■ **TEXT BLOCK**
We won't be able to discuss all system calls related to networking. However, we shall examine the basic ones, namely those needed to send a UDP datagram.
In most Unix-like systems, the User Mode code fragment that sends a datagram looks like the following:
int sockfd; /* socket descriptor */
struct sockaddr_in addr_local, addr_remote; /* IPv4 address descriptors */
const char *mesg[] = "Hello, how are you?";
sockfd = socket(PF_INET, SOCK_DGRAM, 0);
addr_local.sin_family = AF_INET;
addr.sin_port = htons(50000);
addr.sin_addr.s_addr = htonl(0xc0a050f0); /* 192.160.80.240 */
bind(sockfd, (struct sockaddr *) & addr_local, sizeof(struct sockaddr_in));
addr_remote.sin_family = AF_INET;
addr_remote.sin_port = htons(49152);
inet_pton(AF_INET, "192.160.80.110", &addr_remote.sin_addr);
connect(sockfd, (struct sockaddr *) &addr_remote, sizeof(struct sockaddr_in));
write(sockfd, mesg, strlen(mesg)+1);
Obviously, this listing does not represent the complete source code of the program. For instance, we have not defined a main( ) function, we have omitted the proper #include directives for loading the header files, and we have not checked the return values of the system calls. However, the listing includes all network-related system calls issued by the program to send a UDP datagram.
Let's describe the system calls in the order the program uses them.
The socket( ) system call creates a new endpoint for a communication between two or more processes. In our example program, it is invoked in this way:
sockfd = socket(PF_INET, SOCK_DGRAM, 0);
The socket( ) system call returns a file descriptor. In fact, a socket is similar to an opened file because it is possible to read and write data on it by means of the usual read( ) and write( ) system calls.
The first parameter of the socket( ) system call represents the network architecture that will be used for the communication, as well as a particular network layer protocol adopted by the network architecture. The PF_INET macro denotes both the IPS architecture and Version 4 of the IP protocol (IPv4). Linux supports several different network architectures; a few of them are shown in Table 18-1 earlier in this chapter.
The second parameter of the socket( ) system call specifies the basic model of communication inside the network architecture. As we already know, the IPS architecture offers essentially two alternative models of communication:
SOCK_STREAM
Reliable, connection-oriented, stream-based communication implemented by the TCP transport protocol
SOCK_DGRAM
Unreliable, connection-less, datagram-based communication implemented by the UDP transport protocol
Moreover, the special SOCK_RAW value creates a socket that can be used to directly access the network layer protocol (in our case, the IPv4 protocol).
In general, a network architecture might offer other models of communication. For instance, SOCK_SEQPACKET specifies a reliable, connection-oriented, datagram-based communication, while SOCK_RDM specifies a reliable, connection-less, datagram-based communication; however, neither of them is available in the IPS.

■ **EXERCISE GOAL**
From the UDP datagram passage, please copy the stretch that begins at the words "We won't be" and ends with "needed to send a UDP datagram.".

■ **PROVIDED DATA**
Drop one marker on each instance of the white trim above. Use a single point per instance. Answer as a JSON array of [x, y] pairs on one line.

■ **EXERCISE RESULT**
We won't be able to discuss all system calls related to networking. However, we shall examine the basic ones, namely those needed to send a UDP datagram.